▶ [Direction]
Can you copy every one of the entries below word for word, changing nothing?

▶ [Data]
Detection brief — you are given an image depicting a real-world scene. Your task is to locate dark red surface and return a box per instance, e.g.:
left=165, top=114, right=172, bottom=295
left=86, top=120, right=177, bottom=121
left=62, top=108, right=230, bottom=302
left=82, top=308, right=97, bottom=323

▶ [Exercise response]
Detection brief — you are given an image depicting a real-world scene. Your task is to locate dark red surface and return a box per instance, e.g.:
left=165, top=114, right=172, bottom=295
left=86, top=120, right=177, bottom=121
left=62, top=108, right=230, bottom=302
left=82, top=308, right=97, bottom=323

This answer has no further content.